(Given exercise):
Rewrite everything from the start of the listing down to the line containing "190 28 439 166", replacing "endpoint" with "service" and leaving all else unchanged.

(Task data):
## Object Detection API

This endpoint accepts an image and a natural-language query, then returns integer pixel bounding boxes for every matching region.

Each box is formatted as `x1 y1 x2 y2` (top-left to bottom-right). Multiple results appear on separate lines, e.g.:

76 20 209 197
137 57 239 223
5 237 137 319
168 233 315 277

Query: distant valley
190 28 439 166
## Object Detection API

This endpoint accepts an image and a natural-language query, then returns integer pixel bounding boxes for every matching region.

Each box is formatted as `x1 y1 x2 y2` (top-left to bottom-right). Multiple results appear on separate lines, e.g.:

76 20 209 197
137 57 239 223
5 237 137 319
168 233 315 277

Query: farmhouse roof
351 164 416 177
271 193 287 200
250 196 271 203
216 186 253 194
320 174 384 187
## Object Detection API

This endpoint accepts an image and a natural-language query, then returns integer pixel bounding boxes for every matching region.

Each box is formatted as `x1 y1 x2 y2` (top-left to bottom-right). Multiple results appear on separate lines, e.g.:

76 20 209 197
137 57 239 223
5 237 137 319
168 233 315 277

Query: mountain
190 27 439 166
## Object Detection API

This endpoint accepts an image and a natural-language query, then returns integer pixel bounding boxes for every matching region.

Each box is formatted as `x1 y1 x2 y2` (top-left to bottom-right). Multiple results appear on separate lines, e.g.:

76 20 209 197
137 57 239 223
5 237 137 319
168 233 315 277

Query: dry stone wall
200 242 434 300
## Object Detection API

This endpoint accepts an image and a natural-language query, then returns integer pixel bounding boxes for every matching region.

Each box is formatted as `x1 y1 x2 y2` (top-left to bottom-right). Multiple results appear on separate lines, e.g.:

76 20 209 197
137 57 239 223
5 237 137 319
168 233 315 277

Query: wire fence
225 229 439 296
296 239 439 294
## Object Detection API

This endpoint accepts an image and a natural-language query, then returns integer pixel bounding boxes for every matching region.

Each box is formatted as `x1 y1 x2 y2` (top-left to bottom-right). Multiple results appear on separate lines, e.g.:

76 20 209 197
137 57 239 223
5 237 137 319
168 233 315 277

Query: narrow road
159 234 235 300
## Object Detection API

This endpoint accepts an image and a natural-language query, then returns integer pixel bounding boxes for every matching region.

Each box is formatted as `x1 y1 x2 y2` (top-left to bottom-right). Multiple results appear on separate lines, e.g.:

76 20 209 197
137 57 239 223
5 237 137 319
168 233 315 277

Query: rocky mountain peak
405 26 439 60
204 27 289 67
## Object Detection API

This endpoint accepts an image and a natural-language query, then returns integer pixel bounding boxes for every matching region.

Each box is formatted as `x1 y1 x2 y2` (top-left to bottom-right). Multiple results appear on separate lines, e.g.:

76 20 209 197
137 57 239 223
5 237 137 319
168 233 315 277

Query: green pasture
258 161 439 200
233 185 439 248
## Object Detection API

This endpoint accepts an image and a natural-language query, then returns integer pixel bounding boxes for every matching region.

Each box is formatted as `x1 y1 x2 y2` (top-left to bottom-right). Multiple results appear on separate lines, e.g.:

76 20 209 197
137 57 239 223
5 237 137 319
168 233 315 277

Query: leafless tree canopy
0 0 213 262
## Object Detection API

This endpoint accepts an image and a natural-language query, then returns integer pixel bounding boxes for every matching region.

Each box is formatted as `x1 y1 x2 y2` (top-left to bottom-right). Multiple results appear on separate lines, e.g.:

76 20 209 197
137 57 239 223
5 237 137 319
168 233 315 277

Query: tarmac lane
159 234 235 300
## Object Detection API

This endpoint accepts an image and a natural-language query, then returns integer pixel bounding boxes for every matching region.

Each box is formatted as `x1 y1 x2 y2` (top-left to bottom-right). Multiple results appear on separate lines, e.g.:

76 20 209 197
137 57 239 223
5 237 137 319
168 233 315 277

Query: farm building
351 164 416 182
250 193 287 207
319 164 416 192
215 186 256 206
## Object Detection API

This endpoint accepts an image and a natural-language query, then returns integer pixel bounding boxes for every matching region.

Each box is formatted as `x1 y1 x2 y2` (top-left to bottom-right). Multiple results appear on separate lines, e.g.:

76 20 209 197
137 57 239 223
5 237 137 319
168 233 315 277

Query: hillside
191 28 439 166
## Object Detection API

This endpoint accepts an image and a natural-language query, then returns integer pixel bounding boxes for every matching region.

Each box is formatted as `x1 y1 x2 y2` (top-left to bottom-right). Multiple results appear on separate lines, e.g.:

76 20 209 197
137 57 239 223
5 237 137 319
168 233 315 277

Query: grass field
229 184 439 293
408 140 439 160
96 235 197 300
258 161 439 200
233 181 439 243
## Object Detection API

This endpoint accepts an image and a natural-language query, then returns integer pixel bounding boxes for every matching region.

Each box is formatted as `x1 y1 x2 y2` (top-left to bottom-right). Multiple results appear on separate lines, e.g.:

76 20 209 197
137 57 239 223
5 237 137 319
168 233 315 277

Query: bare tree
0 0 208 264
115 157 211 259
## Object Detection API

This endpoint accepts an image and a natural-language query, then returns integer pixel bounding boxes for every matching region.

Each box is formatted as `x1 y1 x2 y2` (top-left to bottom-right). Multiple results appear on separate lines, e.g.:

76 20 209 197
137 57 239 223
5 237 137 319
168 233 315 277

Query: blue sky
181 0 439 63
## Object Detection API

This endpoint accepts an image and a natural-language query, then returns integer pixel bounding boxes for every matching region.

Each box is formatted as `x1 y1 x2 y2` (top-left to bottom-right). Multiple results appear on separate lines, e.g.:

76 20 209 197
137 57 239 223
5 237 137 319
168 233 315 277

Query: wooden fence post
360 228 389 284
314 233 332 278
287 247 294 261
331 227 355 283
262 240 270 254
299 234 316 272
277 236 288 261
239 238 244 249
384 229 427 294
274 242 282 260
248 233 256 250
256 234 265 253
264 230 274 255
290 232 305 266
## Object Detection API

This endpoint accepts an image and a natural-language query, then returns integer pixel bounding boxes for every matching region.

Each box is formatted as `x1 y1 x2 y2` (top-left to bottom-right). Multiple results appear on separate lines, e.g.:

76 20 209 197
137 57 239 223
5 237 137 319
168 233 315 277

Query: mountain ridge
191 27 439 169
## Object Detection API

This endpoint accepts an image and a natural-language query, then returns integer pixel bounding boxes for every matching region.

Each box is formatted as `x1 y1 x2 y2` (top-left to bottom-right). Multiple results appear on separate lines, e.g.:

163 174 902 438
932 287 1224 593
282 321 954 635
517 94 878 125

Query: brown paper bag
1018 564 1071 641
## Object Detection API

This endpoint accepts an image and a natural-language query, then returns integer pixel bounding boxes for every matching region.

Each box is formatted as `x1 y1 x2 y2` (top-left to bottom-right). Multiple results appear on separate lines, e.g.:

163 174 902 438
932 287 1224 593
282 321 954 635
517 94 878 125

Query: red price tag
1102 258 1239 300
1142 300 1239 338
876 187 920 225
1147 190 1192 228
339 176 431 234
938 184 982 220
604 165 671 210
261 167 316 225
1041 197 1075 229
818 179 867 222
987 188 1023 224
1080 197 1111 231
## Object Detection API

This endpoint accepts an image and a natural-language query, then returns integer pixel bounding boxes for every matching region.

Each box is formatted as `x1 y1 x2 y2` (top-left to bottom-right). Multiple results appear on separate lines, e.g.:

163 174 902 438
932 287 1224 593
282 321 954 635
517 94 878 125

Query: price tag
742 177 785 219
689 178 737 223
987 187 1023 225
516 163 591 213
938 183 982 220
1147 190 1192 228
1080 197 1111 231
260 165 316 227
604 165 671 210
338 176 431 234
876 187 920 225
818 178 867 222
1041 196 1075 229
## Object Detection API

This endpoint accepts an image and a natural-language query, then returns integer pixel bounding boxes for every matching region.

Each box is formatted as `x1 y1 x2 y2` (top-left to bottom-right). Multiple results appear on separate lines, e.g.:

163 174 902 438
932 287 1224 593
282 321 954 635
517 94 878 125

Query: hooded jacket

(Answer in full):
## Object Detection API

This service accepts an image and a natural-language query, then returns integer pixel bounding boxes for every matching region.

Each box is formatted as `x1 y1 x2 y2` (top-left to bottom-right). Multiple results appear on separate lines, e.g.:

76 20 209 197
137 57 239 223
5 237 137 319
168 233 315 277

Query: distant valley
190 28 439 166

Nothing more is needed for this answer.